- _Task brief_
Only the lines from the one containing "Target: white cloud" to the end of the records should be given again, word for word and in full.

(Collected data entries)
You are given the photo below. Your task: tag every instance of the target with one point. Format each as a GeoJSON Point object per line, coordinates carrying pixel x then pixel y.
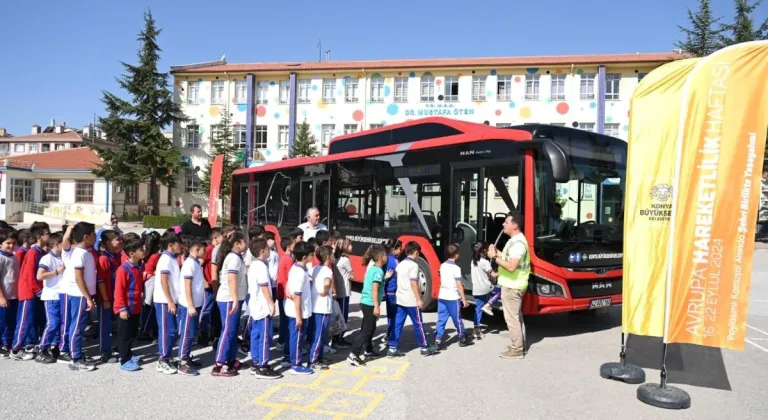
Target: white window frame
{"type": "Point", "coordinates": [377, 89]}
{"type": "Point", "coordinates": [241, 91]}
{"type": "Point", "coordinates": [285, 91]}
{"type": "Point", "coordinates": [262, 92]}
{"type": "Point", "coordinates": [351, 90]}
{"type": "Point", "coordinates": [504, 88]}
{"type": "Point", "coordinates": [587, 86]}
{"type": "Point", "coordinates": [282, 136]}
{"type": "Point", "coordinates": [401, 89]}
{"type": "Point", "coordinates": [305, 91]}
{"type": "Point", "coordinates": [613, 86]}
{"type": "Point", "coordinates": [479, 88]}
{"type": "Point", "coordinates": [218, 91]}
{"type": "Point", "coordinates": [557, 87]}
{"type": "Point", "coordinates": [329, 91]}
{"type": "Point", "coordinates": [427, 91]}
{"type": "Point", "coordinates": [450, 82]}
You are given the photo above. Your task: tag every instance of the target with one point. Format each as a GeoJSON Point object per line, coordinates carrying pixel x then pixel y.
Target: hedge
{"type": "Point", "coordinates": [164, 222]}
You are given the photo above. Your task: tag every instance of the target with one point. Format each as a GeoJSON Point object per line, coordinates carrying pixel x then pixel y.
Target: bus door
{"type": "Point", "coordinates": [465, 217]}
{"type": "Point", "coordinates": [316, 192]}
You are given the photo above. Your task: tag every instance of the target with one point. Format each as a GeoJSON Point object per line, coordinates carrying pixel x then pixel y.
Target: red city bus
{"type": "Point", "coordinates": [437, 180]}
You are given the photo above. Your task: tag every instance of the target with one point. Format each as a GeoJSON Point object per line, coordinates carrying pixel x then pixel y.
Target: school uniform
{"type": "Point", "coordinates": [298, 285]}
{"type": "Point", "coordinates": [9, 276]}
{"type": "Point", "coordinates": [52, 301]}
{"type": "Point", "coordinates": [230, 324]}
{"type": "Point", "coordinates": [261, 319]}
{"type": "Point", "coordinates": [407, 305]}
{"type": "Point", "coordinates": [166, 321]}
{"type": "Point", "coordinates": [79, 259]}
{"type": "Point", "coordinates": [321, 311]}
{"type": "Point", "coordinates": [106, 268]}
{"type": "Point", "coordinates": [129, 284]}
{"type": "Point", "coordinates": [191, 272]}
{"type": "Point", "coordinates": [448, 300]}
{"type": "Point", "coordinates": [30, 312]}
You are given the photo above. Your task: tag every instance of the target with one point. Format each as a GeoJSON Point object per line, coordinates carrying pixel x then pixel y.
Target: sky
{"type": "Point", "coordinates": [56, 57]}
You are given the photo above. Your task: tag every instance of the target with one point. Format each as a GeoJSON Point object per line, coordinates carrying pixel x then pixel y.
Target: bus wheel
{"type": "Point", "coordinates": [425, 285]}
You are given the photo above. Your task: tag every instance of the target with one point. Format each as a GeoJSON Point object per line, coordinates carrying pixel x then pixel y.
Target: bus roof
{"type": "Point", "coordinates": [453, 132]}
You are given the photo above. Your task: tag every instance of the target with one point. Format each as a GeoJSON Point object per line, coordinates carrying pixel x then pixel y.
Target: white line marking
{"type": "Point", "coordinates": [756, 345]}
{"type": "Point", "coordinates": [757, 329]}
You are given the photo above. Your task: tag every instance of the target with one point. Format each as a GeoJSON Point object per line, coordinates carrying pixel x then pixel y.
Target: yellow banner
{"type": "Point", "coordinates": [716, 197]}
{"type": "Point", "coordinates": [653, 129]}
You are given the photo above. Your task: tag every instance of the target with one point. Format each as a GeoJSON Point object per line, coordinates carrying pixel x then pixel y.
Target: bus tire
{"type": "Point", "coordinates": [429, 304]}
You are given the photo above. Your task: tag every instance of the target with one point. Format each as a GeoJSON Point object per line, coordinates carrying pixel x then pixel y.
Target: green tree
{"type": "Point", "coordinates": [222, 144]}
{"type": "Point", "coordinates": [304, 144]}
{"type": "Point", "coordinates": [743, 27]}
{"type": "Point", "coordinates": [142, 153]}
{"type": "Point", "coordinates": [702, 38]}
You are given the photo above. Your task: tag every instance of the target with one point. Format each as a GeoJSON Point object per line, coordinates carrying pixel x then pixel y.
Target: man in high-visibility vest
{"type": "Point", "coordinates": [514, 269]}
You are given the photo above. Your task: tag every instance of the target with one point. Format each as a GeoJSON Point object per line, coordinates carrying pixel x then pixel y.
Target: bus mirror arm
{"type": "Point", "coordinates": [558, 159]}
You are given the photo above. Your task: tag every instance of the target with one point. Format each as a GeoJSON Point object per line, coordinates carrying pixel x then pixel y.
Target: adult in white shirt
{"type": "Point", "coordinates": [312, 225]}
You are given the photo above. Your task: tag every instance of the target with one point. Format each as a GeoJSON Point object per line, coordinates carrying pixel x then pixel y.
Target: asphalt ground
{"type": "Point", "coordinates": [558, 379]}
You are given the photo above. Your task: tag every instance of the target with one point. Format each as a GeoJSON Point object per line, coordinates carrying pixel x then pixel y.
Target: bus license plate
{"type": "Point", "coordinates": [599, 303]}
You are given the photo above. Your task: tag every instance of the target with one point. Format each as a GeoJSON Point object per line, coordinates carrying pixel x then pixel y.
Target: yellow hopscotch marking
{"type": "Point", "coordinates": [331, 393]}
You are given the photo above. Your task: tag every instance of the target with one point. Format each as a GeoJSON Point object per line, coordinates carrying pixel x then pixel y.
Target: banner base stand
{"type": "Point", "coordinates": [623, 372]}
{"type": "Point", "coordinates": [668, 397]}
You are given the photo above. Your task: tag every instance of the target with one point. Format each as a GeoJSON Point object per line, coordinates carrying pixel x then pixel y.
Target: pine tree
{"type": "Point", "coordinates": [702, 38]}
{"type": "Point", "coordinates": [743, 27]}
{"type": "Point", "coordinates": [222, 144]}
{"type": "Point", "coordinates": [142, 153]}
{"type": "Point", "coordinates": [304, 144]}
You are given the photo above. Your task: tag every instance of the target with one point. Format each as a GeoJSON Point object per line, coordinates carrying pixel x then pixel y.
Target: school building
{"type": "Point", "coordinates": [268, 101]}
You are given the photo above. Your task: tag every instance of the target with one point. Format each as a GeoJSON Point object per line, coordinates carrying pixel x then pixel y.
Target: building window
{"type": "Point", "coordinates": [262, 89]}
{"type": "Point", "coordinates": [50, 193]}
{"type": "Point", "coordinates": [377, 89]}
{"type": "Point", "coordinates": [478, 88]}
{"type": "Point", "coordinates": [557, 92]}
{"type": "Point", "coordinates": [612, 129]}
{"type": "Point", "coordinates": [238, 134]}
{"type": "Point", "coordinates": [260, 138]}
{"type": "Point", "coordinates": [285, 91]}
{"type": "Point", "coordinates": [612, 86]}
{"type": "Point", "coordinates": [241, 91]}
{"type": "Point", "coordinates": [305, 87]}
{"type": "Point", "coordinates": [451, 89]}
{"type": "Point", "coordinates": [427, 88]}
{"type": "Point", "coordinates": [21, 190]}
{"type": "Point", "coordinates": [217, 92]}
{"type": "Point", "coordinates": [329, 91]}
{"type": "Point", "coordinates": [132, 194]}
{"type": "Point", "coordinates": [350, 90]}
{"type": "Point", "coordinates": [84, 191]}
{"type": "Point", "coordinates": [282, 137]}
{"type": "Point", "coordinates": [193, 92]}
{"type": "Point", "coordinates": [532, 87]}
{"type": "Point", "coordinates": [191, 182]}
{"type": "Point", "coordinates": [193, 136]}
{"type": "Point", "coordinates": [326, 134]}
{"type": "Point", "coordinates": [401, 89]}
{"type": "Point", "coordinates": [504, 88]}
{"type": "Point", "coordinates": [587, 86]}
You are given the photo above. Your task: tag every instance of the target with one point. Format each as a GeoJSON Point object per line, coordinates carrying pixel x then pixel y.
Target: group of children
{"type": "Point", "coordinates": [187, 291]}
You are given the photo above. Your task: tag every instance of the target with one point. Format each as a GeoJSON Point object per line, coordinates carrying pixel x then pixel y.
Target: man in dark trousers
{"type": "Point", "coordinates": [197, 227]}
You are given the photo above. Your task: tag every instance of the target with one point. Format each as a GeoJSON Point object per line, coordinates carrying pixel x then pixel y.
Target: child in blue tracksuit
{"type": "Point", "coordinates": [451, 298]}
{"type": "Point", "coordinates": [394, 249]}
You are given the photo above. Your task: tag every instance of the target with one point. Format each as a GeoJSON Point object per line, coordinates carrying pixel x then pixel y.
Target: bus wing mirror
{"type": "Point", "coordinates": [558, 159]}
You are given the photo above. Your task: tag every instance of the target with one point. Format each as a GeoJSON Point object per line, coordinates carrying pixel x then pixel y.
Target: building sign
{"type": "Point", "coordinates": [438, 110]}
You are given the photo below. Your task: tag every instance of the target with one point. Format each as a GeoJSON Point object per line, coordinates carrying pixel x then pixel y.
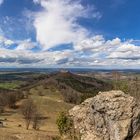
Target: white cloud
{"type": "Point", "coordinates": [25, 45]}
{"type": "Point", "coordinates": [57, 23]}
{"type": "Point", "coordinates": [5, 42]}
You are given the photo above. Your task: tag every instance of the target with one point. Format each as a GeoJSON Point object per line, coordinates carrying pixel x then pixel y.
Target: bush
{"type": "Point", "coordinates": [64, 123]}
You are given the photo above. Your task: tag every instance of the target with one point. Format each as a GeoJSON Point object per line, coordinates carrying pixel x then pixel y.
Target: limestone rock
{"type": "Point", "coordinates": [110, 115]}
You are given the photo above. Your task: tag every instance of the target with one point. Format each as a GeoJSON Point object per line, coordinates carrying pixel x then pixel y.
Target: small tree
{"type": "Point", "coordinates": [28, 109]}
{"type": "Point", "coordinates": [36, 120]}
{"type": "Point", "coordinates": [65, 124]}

- _The completed task_
Target: white cloud
{"type": "Point", "coordinates": [25, 45]}
{"type": "Point", "coordinates": [57, 23]}
{"type": "Point", "coordinates": [5, 42]}
You are given the photo above. Your task: tag every instance of the target with one point. Format each as a GeoJSON Point object per line, coordinates carrying pixel x then pixel y.
Target: bush
{"type": "Point", "coordinates": [64, 123]}
You are given the photo above. Your task: tag every instance of the target with one point. Format each as a GeoJSON Point object per line, coordinates carrying pixel x then pixel y.
Target: limestone rock
{"type": "Point", "coordinates": [110, 115]}
You are given the photo above. Your task: tag every instance of the target with one point. Format each as a GeoJSON Point object per line, coordinates carrying pixel x then pixel y.
Target: small tree
{"type": "Point", "coordinates": [28, 109]}
{"type": "Point", "coordinates": [36, 120]}
{"type": "Point", "coordinates": [65, 124]}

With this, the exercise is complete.